##### Source passage
The 12-member jury is expected to be selected Monday, and the trial is scheduled to start Sept. 18, lasting two weeks.

Washington, 36, was one of five people reportedly involved in the murders of Englewood residents Cristobal Perez Rodriguez, 24, and Jose Manuel
Lopez-Rodriguez, 22, who both were shot in the back of the head after the group went to their residence to rob them.

The weapon used in the crime, a .22-caliber rifle, was stolen from the home of South Venice residents Doug and Jan Jones, who were neighbors of Washington’s prior to the murders.

Doug said they had gone back north for the summer when they got a call from Sarasota County authorities letting them know their home had been broken into. Forty-eight hours later, Rodriguez and Lopez-Rodriguez were shot in the back of the head with his gun.

“The weapon hadn’t been used and had been in the closet collecting dust. I almost forgot about it,” Doug said. “I thought it was a joke.”
##########
##### Excerpted data
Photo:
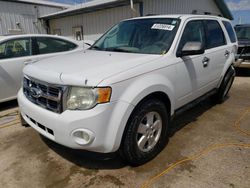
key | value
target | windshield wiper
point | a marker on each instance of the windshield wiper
(243, 38)
(117, 50)
(96, 48)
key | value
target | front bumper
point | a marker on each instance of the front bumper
(99, 121)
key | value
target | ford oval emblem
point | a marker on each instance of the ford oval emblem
(35, 92)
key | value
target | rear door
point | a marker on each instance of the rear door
(14, 54)
(217, 50)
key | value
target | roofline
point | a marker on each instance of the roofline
(87, 7)
(224, 9)
(49, 4)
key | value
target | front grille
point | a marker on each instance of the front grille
(45, 95)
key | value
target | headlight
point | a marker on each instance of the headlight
(81, 98)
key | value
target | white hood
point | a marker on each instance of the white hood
(85, 68)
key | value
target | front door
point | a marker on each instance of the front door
(193, 71)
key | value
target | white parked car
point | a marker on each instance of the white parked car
(121, 93)
(16, 51)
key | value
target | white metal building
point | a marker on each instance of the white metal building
(21, 16)
(92, 19)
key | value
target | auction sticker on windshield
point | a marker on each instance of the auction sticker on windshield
(166, 27)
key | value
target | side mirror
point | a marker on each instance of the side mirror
(89, 42)
(191, 48)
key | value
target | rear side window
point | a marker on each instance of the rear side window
(193, 32)
(230, 31)
(47, 45)
(214, 34)
(15, 48)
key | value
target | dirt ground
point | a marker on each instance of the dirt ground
(209, 147)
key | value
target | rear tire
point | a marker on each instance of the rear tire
(225, 86)
(146, 132)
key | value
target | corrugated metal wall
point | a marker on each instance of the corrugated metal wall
(26, 15)
(94, 24)
(179, 6)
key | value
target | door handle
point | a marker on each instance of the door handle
(27, 61)
(227, 53)
(205, 61)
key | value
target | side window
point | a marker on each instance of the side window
(46, 45)
(15, 48)
(230, 31)
(193, 32)
(214, 34)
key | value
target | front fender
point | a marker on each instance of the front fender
(135, 91)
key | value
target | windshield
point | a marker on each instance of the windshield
(243, 32)
(147, 36)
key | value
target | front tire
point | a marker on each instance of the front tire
(146, 132)
(225, 86)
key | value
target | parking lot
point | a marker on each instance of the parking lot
(209, 147)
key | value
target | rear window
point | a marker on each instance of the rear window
(230, 31)
(214, 34)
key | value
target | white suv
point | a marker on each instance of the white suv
(121, 93)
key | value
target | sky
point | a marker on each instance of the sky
(239, 8)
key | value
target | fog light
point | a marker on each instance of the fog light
(82, 136)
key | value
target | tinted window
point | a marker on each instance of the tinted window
(193, 32)
(46, 45)
(230, 31)
(15, 48)
(243, 32)
(214, 34)
(148, 36)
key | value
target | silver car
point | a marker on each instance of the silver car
(19, 50)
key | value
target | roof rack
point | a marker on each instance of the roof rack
(200, 12)
(152, 14)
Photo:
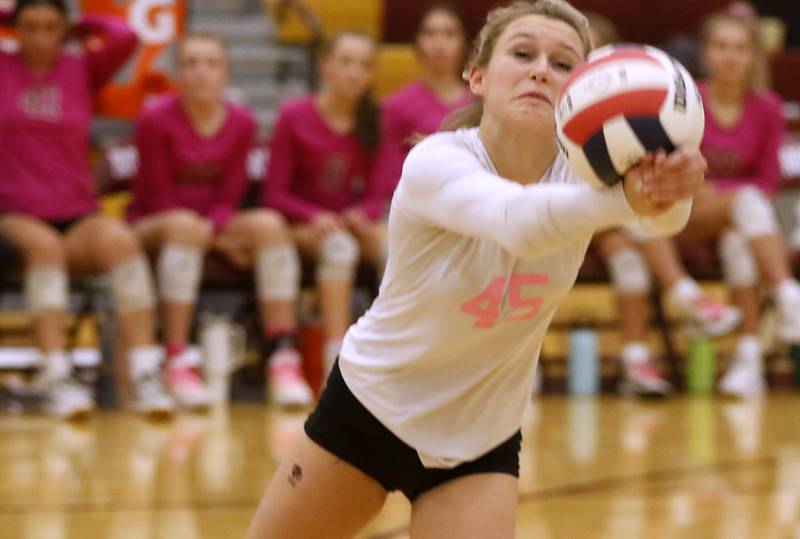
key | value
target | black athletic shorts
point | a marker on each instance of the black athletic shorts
(340, 424)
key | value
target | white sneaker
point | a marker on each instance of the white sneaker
(744, 380)
(69, 399)
(642, 379)
(150, 397)
(711, 317)
(287, 387)
(186, 384)
(789, 322)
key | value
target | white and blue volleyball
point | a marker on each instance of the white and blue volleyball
(624, 101)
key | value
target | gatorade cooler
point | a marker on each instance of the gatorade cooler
(159, 24)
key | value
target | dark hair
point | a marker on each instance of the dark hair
(445, 7)
(202, 36)
(367, 113)
(22, 5)
(496, 23)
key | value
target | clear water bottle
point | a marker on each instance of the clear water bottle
(583, 378)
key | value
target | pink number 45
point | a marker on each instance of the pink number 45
(486, 305)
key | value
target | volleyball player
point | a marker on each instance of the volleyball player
(487, 230)
(193, 148)
(326, 176)
(48, 208)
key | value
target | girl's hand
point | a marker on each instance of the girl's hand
(659, 181)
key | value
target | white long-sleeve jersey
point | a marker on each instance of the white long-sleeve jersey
(477, 266)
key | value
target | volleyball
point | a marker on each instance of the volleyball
(624, 101)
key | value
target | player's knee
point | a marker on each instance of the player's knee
(46, 288)
(44, 247)
(115, 242)
(739, 268)
(629, 272)
(277, 273)
(338, 257)
(179, 269)
(752, 213)
(268, 227)
(132, 285)
(186, 227)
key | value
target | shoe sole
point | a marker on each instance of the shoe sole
(627, 390)
(79, 415)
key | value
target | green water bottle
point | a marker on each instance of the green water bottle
(794, 354)
(700, 366)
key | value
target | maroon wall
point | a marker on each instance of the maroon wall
(637, 20)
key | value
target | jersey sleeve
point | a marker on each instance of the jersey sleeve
(153, 186)
(445, 185)
(281, 171)
(234, 181)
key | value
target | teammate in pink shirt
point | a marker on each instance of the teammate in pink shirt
(326, 176)
(193, 149)
(420, 108)
(744, 129)
(47, 201)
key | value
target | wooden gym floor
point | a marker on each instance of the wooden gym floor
(686, 467)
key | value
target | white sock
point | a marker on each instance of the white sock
(748, 350)
(787, 294)
(331, 352)
(56, 365)
(635, 352)
(684, 293)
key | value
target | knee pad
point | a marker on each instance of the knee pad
(739, 268)
(46, 288)
(179, 269)
(277, 273)
(752, 213)
(338, 256)
(132, 285)
(629, 272)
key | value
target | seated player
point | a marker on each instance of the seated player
(326, 176)
(193, 147)
(48, 208)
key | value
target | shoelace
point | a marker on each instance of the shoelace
(286, 369)
(184, 376)
(710, 307)
(645, 370)
(149, 386)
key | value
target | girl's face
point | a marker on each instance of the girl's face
(41, 29)
(441, 43)
(202, 70)
(349, 68)
(531, 61)
(729, 53)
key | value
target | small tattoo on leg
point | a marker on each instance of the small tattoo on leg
(296, 475)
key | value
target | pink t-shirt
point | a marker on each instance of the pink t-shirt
(415, 110)
(179, 168)
(313, 169)
(410, 112)
(746, 153)
(44, 124)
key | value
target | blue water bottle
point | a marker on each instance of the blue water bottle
(583, 362)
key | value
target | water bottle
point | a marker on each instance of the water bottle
(583, 362)
(700, 366)
(223, 348)
(794, 354)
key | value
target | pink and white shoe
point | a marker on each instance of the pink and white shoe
(642, 379)
(186, 384)
(712, 317)
(287, 386)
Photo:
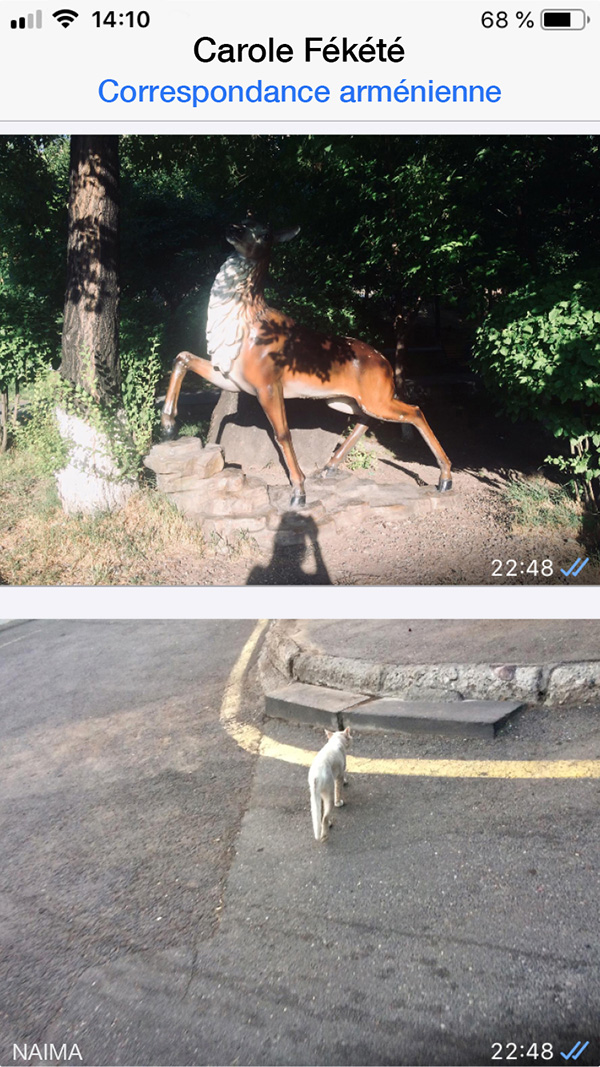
##########
*Requests*.
1. Retype the part of the trial report that opens with the words containing "Washington, 36, was" and closes with "to the murders.".
2. Show every line of the rows that contains the string "volleyball", treating uppercase and lowercase letters as different.

*Final answers*.
1.
Washington, 36, was one of five people reportedly involved in the murders of Englewood residents Cristobal Perez Rodriguez, 24, and Jose Manuel
Lopez-Rodriguez, 22, who both were shot in the back of the head after the group went to their residence to rob them.

The weapon used in the crime, a .22-caliber rifle, was stolen from the home of South Venice residents Doug and Jan Jones, who were neighbors of Washington’s prior to the murders.

2.
target | white and blue volleyball
point | a marker on each instance of the white and blue volleyball
target | volleyball player
point | a marker on each instance of the volleyball player
target | volleyball
point | a marker on each instance of the volleyball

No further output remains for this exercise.